**RECORDS FOR THE TASK:**
◆ ◆ ◆ ◆ ◆ ◆ ◆
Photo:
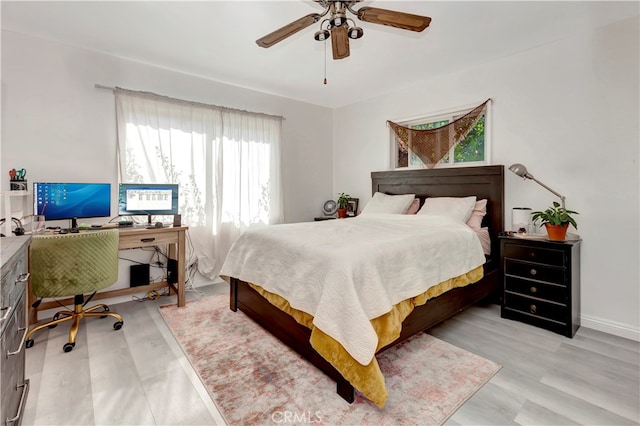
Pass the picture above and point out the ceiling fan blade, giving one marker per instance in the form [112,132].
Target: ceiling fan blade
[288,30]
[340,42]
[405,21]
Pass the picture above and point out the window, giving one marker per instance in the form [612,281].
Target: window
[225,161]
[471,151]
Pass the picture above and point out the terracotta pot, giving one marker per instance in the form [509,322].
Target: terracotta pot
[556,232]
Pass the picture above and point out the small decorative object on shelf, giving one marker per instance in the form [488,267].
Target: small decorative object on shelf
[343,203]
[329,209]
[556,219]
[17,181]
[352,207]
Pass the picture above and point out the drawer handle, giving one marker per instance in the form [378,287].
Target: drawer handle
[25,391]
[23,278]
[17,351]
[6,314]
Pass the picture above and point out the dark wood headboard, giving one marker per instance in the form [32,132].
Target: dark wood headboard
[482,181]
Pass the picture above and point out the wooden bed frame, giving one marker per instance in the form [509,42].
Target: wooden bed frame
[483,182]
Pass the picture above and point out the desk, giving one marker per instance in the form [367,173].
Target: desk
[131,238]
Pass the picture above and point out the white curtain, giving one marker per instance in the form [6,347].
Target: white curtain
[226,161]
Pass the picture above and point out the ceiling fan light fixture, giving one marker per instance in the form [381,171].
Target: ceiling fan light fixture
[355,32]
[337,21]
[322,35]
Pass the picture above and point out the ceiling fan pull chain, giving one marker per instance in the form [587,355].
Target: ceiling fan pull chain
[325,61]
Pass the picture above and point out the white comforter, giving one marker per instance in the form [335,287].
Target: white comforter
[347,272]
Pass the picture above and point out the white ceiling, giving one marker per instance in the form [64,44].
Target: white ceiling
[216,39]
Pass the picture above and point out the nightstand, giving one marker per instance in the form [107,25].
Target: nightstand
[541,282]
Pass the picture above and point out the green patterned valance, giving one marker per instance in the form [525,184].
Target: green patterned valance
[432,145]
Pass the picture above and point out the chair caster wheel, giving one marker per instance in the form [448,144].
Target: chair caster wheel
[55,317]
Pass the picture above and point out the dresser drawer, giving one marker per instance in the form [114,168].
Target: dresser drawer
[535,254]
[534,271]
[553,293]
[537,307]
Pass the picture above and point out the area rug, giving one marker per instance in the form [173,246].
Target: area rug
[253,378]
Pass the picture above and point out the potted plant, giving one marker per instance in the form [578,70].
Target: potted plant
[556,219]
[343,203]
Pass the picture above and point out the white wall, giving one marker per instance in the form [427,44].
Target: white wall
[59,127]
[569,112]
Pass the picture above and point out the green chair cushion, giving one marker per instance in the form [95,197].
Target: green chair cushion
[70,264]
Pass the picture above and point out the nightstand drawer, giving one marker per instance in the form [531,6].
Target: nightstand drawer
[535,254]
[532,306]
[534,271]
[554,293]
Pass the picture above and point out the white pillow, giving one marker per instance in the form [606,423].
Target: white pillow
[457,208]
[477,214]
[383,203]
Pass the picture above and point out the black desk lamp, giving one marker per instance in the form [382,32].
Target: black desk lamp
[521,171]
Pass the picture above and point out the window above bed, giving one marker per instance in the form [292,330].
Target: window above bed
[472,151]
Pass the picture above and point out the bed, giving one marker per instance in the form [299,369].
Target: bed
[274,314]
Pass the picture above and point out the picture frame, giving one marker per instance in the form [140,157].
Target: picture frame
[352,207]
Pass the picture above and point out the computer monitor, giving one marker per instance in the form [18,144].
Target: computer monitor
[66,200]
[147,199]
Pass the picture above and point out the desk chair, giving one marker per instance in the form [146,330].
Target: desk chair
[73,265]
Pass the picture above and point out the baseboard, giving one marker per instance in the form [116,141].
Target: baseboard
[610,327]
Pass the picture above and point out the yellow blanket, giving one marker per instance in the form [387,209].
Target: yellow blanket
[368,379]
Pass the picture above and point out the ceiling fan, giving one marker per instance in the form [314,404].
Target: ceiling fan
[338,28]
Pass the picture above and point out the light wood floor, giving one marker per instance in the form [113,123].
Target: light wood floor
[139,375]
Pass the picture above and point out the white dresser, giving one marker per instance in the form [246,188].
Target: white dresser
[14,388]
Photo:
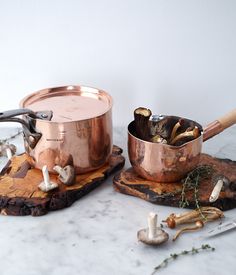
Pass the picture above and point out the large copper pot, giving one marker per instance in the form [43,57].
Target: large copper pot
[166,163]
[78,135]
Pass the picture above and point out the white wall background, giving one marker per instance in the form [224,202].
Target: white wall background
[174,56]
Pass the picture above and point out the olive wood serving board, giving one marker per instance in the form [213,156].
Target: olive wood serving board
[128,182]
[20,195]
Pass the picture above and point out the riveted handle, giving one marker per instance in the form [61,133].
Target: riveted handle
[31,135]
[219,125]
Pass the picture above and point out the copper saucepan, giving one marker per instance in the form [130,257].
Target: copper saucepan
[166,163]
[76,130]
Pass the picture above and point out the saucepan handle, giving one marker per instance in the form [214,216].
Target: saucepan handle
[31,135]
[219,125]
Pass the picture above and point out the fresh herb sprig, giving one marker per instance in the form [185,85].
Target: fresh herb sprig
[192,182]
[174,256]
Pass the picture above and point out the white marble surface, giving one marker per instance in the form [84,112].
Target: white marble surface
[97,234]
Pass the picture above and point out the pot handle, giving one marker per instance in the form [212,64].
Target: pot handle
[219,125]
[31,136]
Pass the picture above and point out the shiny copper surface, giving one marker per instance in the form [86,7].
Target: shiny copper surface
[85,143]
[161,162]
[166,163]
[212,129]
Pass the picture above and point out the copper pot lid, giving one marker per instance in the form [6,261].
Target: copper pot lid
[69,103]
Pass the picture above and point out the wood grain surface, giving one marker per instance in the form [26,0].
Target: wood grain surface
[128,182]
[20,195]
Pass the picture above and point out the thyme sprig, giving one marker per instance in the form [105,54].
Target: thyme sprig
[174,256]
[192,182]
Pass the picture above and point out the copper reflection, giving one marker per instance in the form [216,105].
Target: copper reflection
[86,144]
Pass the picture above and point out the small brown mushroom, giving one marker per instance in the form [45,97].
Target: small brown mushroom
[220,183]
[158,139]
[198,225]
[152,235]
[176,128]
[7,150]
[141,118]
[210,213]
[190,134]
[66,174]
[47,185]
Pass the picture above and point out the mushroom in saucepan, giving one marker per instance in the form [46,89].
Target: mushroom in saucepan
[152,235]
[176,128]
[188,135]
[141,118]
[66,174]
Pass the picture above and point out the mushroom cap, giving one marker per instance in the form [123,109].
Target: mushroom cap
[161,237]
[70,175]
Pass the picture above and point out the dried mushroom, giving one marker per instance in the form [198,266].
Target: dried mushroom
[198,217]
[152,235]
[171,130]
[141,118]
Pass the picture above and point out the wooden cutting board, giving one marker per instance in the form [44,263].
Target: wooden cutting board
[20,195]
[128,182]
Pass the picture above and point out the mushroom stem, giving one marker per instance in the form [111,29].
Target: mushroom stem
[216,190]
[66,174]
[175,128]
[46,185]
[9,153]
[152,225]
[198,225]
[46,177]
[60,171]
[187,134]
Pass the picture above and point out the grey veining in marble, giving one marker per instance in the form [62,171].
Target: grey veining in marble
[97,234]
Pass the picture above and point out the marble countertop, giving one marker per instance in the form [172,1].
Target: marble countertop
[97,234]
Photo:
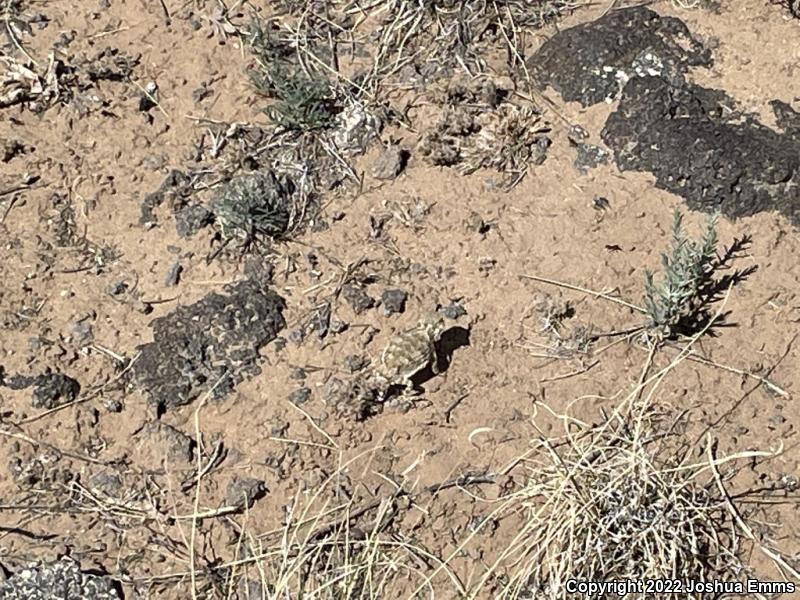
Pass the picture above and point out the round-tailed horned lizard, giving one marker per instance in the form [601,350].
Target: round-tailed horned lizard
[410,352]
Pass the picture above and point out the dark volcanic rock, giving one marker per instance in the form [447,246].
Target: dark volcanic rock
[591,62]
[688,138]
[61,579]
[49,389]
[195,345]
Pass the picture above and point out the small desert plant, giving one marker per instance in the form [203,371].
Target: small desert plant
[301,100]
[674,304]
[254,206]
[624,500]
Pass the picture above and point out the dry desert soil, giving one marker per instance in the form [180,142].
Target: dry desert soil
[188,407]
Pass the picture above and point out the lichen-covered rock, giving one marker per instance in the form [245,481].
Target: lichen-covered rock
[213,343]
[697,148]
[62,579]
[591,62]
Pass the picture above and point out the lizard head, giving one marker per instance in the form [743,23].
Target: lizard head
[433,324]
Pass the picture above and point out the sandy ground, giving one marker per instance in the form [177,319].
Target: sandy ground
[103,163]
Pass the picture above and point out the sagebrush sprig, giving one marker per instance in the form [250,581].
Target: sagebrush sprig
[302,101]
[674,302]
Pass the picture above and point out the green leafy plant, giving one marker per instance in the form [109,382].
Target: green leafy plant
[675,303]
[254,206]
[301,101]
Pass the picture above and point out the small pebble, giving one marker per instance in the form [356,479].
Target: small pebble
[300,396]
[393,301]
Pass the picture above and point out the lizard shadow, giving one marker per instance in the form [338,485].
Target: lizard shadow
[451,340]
◆ ◆ ◆ ◆ ◆ ◆ ◆
All that is wanted is the stretch of lines above from the one containing "Target: dresser drawer" through the one containing "the form [531,6].", duplicated exactly.

**ANSWER TO THIS TASK:**
Target: dresser drawer
[535,254]
[534,271]
[553,293]
[537,307]
Pass the picture above and point out the area rug, giving one marker per instance in the form [173,246].
Target: area rug
[253,378]
Pass the picture above and point out the potted plant, giving one marker per instance in the form [578,70].
Target: potted plant
[556,219]
[343,203]
Pass the picture above and point out the white wall, giving one marker per instance in the form [427,44].
Target: white wall
[59,127]
[569,112]
Pass the picture above and point out the green chair cushion, giving one marker per instance in the form [95,197].
Target: green chair cushion
[70,264]
Pass the picture above and point out the nightstand drawer, giving one marker per instance in the form [531,6].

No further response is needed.